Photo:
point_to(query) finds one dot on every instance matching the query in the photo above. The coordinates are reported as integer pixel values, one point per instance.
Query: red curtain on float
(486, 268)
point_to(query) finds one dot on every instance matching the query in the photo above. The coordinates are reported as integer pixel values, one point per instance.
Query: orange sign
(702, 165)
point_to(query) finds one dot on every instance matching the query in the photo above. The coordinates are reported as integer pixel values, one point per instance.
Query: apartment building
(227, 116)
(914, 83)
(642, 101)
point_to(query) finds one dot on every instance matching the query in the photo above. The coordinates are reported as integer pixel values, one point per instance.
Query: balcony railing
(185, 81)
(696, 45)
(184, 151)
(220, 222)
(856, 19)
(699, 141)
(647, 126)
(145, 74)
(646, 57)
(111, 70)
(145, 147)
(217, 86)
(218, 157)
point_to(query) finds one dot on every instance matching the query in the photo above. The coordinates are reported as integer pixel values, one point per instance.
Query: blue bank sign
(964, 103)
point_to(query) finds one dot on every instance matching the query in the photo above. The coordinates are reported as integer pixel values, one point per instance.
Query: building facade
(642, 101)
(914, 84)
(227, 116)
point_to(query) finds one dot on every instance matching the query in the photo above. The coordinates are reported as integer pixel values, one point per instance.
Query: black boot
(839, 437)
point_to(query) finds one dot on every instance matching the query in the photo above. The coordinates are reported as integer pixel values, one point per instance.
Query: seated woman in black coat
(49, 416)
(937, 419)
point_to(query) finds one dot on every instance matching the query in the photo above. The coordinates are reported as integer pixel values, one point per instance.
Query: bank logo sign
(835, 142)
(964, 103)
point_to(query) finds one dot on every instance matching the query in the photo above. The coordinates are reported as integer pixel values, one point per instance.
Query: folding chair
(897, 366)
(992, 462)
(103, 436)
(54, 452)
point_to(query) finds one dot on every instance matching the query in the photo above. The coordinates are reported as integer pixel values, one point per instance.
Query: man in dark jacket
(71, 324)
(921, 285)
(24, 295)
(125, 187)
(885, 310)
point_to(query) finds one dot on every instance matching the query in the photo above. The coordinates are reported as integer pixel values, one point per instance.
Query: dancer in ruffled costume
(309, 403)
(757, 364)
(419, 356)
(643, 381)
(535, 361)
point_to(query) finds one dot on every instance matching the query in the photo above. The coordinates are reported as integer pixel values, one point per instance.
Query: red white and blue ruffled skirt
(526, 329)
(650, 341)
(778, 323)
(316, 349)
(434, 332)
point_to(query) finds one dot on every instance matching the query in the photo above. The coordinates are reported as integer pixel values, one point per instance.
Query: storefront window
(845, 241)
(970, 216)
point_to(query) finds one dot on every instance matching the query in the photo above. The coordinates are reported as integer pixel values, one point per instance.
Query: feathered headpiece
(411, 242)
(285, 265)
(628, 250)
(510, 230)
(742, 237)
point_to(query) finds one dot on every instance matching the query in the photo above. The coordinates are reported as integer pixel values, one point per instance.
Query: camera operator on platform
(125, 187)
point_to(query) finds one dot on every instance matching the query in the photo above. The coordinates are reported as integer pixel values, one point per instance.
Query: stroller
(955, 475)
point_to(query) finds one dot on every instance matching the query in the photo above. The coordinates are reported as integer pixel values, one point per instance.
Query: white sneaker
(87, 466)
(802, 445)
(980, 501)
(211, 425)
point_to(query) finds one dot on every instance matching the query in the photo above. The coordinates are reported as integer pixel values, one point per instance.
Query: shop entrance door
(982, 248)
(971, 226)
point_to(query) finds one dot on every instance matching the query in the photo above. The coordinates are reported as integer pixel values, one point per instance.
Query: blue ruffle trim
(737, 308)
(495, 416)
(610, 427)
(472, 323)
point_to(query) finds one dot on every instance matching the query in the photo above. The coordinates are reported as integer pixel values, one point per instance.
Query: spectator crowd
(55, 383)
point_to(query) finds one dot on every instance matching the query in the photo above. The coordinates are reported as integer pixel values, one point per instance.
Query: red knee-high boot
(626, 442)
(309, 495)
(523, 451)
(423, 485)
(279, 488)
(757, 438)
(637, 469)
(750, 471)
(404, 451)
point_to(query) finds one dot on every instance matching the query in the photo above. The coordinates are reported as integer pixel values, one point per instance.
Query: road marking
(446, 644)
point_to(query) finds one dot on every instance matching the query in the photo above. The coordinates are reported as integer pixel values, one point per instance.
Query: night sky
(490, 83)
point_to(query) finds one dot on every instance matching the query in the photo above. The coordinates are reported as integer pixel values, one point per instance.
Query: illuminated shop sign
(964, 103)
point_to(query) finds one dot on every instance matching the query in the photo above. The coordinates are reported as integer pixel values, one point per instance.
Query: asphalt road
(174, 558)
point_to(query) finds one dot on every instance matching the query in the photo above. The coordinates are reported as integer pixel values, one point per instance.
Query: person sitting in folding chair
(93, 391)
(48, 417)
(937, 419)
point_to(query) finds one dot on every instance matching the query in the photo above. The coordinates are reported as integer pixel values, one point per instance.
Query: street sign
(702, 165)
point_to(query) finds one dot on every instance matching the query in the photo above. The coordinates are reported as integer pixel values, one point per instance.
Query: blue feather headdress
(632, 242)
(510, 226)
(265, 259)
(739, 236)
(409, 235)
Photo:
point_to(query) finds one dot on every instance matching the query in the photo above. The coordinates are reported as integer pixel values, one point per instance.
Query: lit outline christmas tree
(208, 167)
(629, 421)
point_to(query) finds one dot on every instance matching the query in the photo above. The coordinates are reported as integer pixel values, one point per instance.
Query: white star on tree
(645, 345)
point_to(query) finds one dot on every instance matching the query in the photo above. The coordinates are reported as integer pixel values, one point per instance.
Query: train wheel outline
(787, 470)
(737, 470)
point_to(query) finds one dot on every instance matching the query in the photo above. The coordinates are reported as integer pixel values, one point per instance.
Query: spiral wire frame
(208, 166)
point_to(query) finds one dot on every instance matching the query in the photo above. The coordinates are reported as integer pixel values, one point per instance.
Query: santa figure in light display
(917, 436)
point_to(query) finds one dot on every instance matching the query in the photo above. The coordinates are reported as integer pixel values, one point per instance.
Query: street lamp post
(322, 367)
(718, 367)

▶ What the exercise asks
Please quote the records above exactly, without skipping a line.

▶ Answer section
Photo:
point_to(query) finds one dot on every instance matching the query in the photo above. The coordinates are reported as integer pixel values, one point per instance.
Query: red curtain on float
(486, 268)
point_to(query) finds one dot on every instance matching the query in the photo above. The coordinates are reported as integer pixel values, one point per instance.
Query: orange sign
(702, 165)
point_to(query) finds one dot on every instance matching the query in the photo above. The coordinates are reported as integer pixel values, one point per instance.
Query: apartment building
(227, 116)
(914, 83)
(642, 101)
point_to(query) finds one dot on every instance matching the query in the photo above. The coordinates are reported as integer pixel values, one point per instance.
Query: balcony railing
(185, 81)
(696, 45)
(184, 151)
(220, 222)
(856, 19)
(699, 141)
(647, 126)
(145, 74)
(646, 57)
(111, 70)
(145, 147)
(217, 86)
(218, 157)
point_to(query) finds one dot on every instance matching the query in the photo above. The coordinates are reported as integer pixel values, one point per instance.
Query: blue bank sign
(964, 103)
point_to(query) finds one dot on every instance matching the query in the photo above. The coordinates are reported as integer pixel values, one point per instance.
Query: building facade
(642, 101)
(914, 84)
(227, 116)
point_to(query) finds one dot on every instance matching the query in the photo above. The coordinates are reported as integer pixel values, one point per instance.
Query: black boot
(839, 437)
point_to(query) finds one dot on every instance matching the query in the photo above. The coordinates are reported as integer pixel values, one point per instance.
Query: seated woman in black coat
(49, 416)
(937, 419)
point_to(query) finds one dot on every instance matching the query in the photo above. The coordinates are reported as integer pixel values, one point per instance.
Query: bank logo sign
(835, 142)
(964, 103)
point_to(query) finds one dot on every instance matching the query in the photo above. The coordinates are reported as integer pixel values, one point per instance.
Query: folding chair
(897, 366)
(992, 462)
(103, 436)
(54, 452)
point_to(query) finds one dot on every instance matching the query in the photo above. The coordinates are reported as integer pixel values, one point per instance.
Query: man in dark jacket
(71, 324)
(921, 285)
(24, 295)
(125, 187)
(885, 310)
point_to(query) finds one dot on every instance matching the query in the photo above. The coordinates are reported as integer pixel values, one point per instance.
Query: dancer in ruffled costume
(309, 403)
(757, 364)
(419, 356)
(643, 381)
(535, 361)
point_to(query) finds one dot on every instance matching the query in the photo above. The coordinates are reported as integer pixel values, one point per instance.
Query: red white and blue ruffled skirt
(526, 329)
(650, 341)
(778, 323)
(316, 349)
(434, 332)
point_to(query) finds one dot on every instance matching the query in the photo above. The coordinates are reported as integer pixel values, one point per instance.
Query: storefront window
(845, 241)
(970, 216)
point_to(query) finds one dot on every instance matching the query in the photo above. The coordinates are reported as integer pixel values, one point per instance.
Query: feathered headpiece
(411, 242)
(285, 265)
(628, 250)
(510, 230)
(742, 237)
point_to(query) finds one dot on every instance matching the query in the photo above. The coordinates are reported as integer pixel values, one point per instance.
Query: camera operator on platform
(125, 187)
point_to(query) finds one dot on every instance matching the query in the photo above. The coordinates are reported as integer pixel values, one point per instance.
Query: stroller
(955, 475)
point_to(query) finds one dot on every instance matching the query in the photo above. The coordinates are reported as integer pixel values, one point per instance.
Query: white sneaker
(87, 466)
(802, 445)
(980, 501)
(211, 425)
point_to(query) finds one dot on every instance matching the query in the photo above. The coordinates are reported as integer pixel values, one point per instance.
Query: shop entrance door
(982, 248)
(971, 226)
point_to(query) finds one dot on every instance matching the query in the photo above. The coordinates are reported as integer pixel values, one point per instance.
Query: blue ruffle trim
(737, 308)
(495, 416)
(610, 427)
(472, 323)
point_to(query) finds one dot on every instance matching the query in the photo above. The coordinates are reported as integer pixel values, one point per instance.
Query: spectator crowd
(55, 383)
point_to(query) finds one dot on every instance matching the query in the photo above. The coordinates are reported as integer pixel values, one point per instance.
Query: red knee-high boot
(626, 442)
(309, 495)
(523, 451)
(423, 485)
(279, 488)
(757, 438)
(637, 469)
(750, 471)
(404, 451)
point_to(query) finds one dot on every instance matching the query in the photo above. The coordinates are reported as integer pixel values, one point per instance.
Query: road marking
(446, 644)
point_to(query) finds one dot on every instance matching the query in the photo above. The coordinates are reported as integer pixel values, one point per instance.
Query: night sky
(490, 83)
point_to(query) finds one dot on every instance matching the query in the photo above. The coordinates are reported as integer pixel values, one point per instance.
Query: illuminated shop sign
(964, 103)
point_to(query) finds one dot on every instance matching the query in the photo above. The coordinates are reported as integer pixel values, one point per instance.
Query: asphalt road
(174, 558)
point_to(query) finds one dot on every instance matching the query in the photo above. The coordinates are reported as integer pixel values, one point per instance.
Query: person sitting in folding chair
(93, 391)
(48, 417)
(937, 419)
point_to(query) finds one dot on every instance matching the query in the photo above. The coordinates are reported as integer pixel values, one point per instance.
Query: street sign
(702, 165)
point_to(query) finds one dot on every instance matching the query in the photo above. The coordinates are reported as integer pixel values, one point per instance.
Query: blue feather headdress
(632, 242)
(510, 226)
(265, 259)
(739, 236)
(409, 235)
Photo:
point_to(query) finds one dot on every instance matching the query in the photo above. The coordinates are reported as integer pixel values, one point per instance.
Query: lit outline christmas tree
(208, 167)
(629, 421)
point_to(query) finds one dot on every instance matching the query in the photo above. The coordinates are reported as integer pixel values, one point per instance.
Query: white star on tree
(645, 345)
point_to(query) finds one dot on every instance matching the query in the photo above. The coordinates are reported as integer pixel values, one point per instance.
Query: train wheel outline
(787, 470)
(737, 470)
point_to(query) finds one dot on every instance matching the query in the photo above. The coordinates are reported as integer pixel values, one point per instance.
Query: spiral wire frame
(208, 166)
point_to(query) finds one dot on every instance matching the query in the photo above. The coordinates are reported as integer pixel values, one point per instance.
Query: santa figure in light display
(917, 436)
point_to(query) finds one dot on every instance matching the query in the photo above. The coordinates are reported as integer pixel values, one point per instance.
Query: street lamp post
(322, 367)
(718, 367)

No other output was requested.